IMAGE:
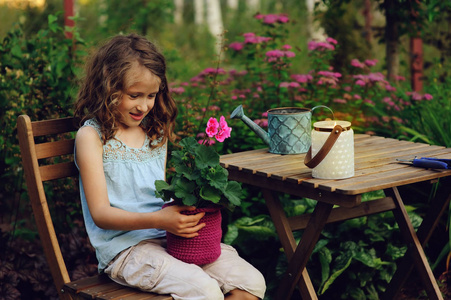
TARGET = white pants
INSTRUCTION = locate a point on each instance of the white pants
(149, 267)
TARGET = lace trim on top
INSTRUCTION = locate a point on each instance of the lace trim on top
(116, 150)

··········

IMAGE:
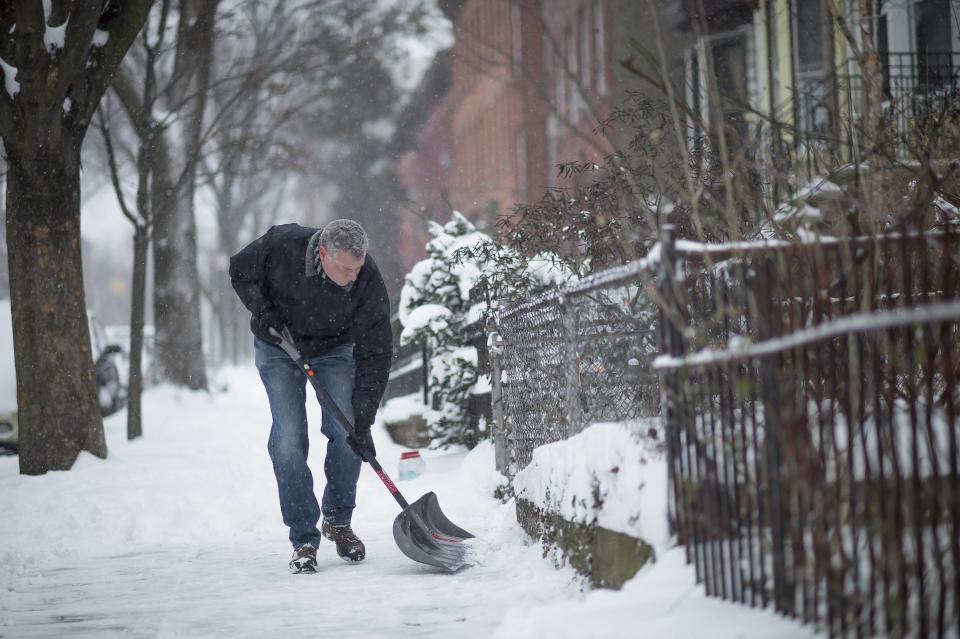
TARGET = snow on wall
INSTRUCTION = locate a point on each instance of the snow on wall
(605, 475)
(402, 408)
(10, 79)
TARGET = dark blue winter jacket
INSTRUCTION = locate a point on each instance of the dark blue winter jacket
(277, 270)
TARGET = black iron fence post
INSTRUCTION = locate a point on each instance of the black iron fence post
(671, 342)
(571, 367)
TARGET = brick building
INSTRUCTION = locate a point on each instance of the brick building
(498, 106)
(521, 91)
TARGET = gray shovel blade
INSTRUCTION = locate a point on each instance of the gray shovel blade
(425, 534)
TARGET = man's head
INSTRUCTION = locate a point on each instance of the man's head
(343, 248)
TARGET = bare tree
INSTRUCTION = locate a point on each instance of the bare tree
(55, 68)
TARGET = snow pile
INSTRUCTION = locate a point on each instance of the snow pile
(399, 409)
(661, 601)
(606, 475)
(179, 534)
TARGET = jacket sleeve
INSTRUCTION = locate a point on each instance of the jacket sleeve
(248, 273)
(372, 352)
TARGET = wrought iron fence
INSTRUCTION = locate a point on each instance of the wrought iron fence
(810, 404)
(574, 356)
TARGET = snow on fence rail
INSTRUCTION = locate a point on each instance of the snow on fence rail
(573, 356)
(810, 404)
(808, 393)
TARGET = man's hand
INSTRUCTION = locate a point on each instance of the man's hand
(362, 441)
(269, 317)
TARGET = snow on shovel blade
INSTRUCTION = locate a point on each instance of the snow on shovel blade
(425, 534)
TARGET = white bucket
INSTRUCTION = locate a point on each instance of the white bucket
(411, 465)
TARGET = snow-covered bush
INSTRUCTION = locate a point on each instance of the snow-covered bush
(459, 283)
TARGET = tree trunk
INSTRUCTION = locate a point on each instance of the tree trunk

··········

> [YOUR TASK]
Tally the lines of the records above that contain the string "covered", treating uppercase and lowercase letters as distinct, and give only the number.

> [OUTPUT BELOW]
2